#### ACTION ITEM
Word for word, restate the listing; omit the pictures.

[THE RECORDS]

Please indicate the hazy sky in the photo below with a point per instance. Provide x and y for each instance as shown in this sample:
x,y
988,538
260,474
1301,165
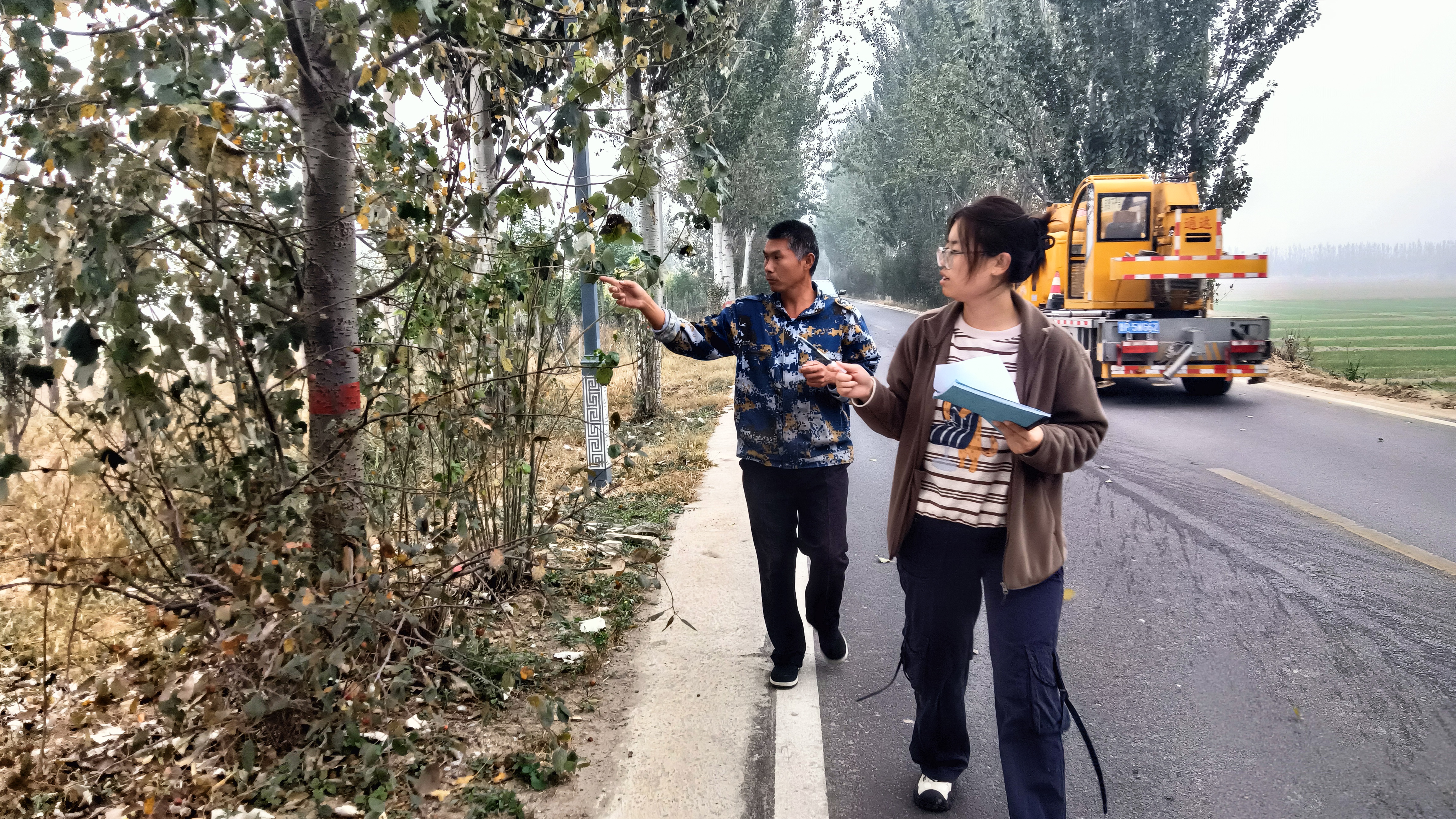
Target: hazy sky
x,y
1359,142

[/THE RECORDS]

#### ANSWER TO THE PROBLEM
Please indicate the hazy sky in the photo below with a point per instance. Provide x and y for each instance as shown in this sample:
x,y
988,538
260,474
1301,165
Target: hazy sky
x,y
1359,142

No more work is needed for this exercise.